Written task. Using the entries below, quote exactly the span of lines that begins with the line containing "In the photo above, where can the wooden table" and ends with the final line.

..............................

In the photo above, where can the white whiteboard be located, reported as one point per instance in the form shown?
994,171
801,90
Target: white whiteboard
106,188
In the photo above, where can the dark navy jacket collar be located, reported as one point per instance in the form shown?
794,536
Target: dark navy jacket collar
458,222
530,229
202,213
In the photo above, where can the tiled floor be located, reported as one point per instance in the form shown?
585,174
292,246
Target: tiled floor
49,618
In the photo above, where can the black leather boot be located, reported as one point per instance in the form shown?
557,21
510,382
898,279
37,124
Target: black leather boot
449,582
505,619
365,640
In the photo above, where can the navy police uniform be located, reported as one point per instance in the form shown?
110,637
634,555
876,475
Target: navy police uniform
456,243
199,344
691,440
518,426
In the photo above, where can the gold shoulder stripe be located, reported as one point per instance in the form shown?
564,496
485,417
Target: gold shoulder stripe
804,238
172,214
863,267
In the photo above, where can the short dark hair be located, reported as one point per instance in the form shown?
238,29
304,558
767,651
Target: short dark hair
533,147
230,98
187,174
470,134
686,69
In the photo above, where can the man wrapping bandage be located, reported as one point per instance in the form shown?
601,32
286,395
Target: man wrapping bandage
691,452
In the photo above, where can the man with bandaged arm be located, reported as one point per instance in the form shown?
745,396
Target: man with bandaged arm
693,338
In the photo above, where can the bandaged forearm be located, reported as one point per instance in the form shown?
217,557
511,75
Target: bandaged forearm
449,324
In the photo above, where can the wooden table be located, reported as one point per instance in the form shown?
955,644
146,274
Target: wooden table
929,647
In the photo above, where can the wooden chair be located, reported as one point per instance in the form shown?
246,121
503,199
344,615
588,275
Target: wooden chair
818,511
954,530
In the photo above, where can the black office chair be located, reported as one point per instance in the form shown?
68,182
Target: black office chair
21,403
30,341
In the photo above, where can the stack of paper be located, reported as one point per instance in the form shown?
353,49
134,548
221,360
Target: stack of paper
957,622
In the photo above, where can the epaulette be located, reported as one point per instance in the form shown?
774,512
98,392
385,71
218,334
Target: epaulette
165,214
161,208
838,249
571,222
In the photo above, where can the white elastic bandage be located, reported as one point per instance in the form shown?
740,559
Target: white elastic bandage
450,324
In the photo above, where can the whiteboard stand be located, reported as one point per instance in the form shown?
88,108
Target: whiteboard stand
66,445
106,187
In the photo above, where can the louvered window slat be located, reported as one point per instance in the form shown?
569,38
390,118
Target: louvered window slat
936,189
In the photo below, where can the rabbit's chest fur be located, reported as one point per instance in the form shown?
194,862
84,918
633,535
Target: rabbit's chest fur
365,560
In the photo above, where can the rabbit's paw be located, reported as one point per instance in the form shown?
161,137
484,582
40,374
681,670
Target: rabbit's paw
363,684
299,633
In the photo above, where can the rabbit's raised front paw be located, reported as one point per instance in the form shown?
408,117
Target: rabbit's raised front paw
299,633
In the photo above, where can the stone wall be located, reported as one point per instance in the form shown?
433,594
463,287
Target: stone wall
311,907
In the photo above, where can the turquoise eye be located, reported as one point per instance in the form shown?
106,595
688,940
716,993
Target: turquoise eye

..............................

Solution for this task.
In the photo above, where can the wooden table be located, reported as one point per instance in the form shown?
955,644
146,274
Target: wooden table
929,647
In the photo above, where can the wooden chair be located, reported as one point per instance in the form shown?
246,121
503,199
344,615
588,275
Target: wooden chair
818,511
954,530
In the photo above, where can the black office chair be located, reported as one point per instance in the form shown?
68,182
Target: black office chair
21,403
30,341
In the photo above, where can the stack of paper be located, reported as one point per instance in the form shown?
353,49
134,548
221,360
Target: stack of paper
957,622
In the photo above, where can the epaulette be located, reported as one point per instance in the form shown?
774,512
98,392
385,71
218,334
Target: epaulette
165,214
161,208
838,249
571,222
In the photo above, where can the white elastic bandage be located, reported as one point per instance in the form shown?
740,559
Target: white elastic bandage
450,324
In the photo above, where can the whiteboard stand be located, reported as one point per instance in the form shown?
88,108
Target: whiteboard stand
66,445
106,187
In the photo above, where can the louvered window slat be located, reported as one point per instance in the form shown?
569,38
390,118
Target: louvered window slat
936,189
In the photo below, where can the rabbit's chest fur be located, reported as one point per instance in the form shown?
194,862
84,918
633,535
Target: rabbit's chest fur
365,560
In the photo above, where can the rabbit's paw be located, reported as one point per instance in the form shown?
161,137
484,582
40,374
681,670
Target: rabbit's paw
363,684
299,633
In the photo above, where can the rabbit's raised front paw be located, reported as one point per instance in the form shown?
408,117
Target: rabbit's raised front paw
299,633
In the photo above, where can the stone wall be located, reported as one point per instance in the form shown?
433,594
463,287
Target: stone wall
311,907
In the photo above, where can the turquoise eye be located, reported as one point per instance in the form shown?
106,595
688,940
716,993
Target: turquoise eye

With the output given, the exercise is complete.